··· Entries provided
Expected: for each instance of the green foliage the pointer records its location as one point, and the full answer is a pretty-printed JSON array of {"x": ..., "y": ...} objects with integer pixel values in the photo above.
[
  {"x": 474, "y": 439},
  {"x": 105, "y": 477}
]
······
Work task ▸
Keep every word intact and transcribe the records in full.

Answer ▸
Expected: for each instance of the green foliage the pointer records its location as one point, and the full answer is a pretty-printed JSON array of {"x": ..., "y": ...} objects with integer pixel values in the photo above.
[
  {"x": 474, "y": 439},
  {"x": 105, "y": 477}
]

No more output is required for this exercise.